SET EXERCISE ->
Change "Your submission would be welcome here" to "Place your answer here" throughout the rows below, leaving everything else as it is.

(Segmentation dataset excerpts)
>> BEGIN
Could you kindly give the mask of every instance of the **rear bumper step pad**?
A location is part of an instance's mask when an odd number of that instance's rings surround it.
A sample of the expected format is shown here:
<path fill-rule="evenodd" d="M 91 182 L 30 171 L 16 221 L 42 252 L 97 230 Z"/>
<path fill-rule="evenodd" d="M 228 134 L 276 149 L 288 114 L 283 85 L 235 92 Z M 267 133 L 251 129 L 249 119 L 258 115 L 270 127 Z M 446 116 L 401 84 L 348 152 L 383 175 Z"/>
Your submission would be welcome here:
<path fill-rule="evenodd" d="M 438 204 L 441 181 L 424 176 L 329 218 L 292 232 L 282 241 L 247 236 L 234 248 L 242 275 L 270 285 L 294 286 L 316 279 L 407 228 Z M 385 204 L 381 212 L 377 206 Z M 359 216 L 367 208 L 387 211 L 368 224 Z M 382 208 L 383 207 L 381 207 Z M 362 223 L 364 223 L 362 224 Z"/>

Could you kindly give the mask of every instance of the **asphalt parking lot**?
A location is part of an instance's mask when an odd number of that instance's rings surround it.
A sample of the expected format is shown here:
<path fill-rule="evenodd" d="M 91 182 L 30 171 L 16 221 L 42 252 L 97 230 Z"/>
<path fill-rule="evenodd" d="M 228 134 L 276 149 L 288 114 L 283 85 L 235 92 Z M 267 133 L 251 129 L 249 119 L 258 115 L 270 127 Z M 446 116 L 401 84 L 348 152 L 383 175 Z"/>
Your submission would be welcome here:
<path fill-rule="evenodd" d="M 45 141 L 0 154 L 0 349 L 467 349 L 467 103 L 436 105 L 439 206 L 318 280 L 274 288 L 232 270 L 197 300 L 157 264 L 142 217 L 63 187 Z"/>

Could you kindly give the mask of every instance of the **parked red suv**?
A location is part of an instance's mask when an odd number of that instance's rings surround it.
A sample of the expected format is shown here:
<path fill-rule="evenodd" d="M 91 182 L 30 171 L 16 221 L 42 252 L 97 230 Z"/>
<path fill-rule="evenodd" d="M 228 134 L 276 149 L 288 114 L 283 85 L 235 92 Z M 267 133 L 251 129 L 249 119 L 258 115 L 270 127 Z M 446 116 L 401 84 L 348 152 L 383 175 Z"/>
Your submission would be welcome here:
>> END
THE REPLY ->
Could you kindly give the mask of every instance of the **rear bumper step pad**?
A location is part of an instance's mask when an odd number of that instance's rings surround it.
A sample of the expected format is shown here:
<path fill-rule="evenodd" d="M 91 182 L 30 171 L 16 221 L 42 252 L 97 230 Z"/>
<path fill-rule="evenodd" d="M 228 134 L 276 149 L 288 114 L 283 85 L 235 92 Z M 267 133 L 251 129 L 249 119 L 258 115 L 270 127 Z M 446 116 L 401 84 L 348 152 L 383 175 Z"/>
Place your answer here:
<path fill-rule="evenodd" d="M 438 204 L 441 181 L 424 176 L 329 218 L 292 232 L 282 241 L 247 236 L 234 248 L 242 275 L 270 285 L 294 286 L 316 279 L 407 228 Z M 385 204 L 381 212 L 377 206 Z M 359 216 L 367 208 L 387 211 L 368 224 Z M 382 208 L 383 207 L 381 207 Z M 362 223 L 364 223 L 362 224 Z"/>

Could you kindly give the mask of every instance of the **asphalt parking lot**?
A location is part of an instance's mask when an odd number of that instance's rings surround it.
A sample of the expected format is shown here:
<path fill-rule="evenodd" d="M 91 182 L 30 171 L 16 221 L 42 252 L 97 230 Z"/>
<path fill-rule="evenodd" d="M 228 134 L 276 149 L 288 114 L 283 85 L 235 92 Z M 267 133 L 251 129 L 249 119 L 258 115 L 270 127 Z M 446 116 L 401 84 L 348 152 L 383 175 Z"/>
Place your answer here:
<path fill-rule="evenodd" d="M 45 141 L 0 154 L 0 349 L 467 349 L 467 103 L 436 105 L 439 206 L 318 280 L 274 288 L 232 270 L 197 300 L 157 264 L 142 217 L 63 187 Z"/>

Could you kindly give the mask of every instance of the **parked red suv**?
A location is part of an instance's mask when an odd number of that instance's rings surround it.
A sample of the expected format is shown here:
<path fill-rule="evenodd" d="M 91 182 L 30 171 L 16 221 L 42 252 L 97 230 Z"/>
<path fill-rule="evenodd" d="M 228 134 L 276 149 L 288 114 L 283 85 L 235 92 Z M 267 133 L 251 129 L 249 119 L 258 115 L 270 127 Z M 446 116 L 401 84 L 348 152 L 383 175 Z"/>
Place your answer here:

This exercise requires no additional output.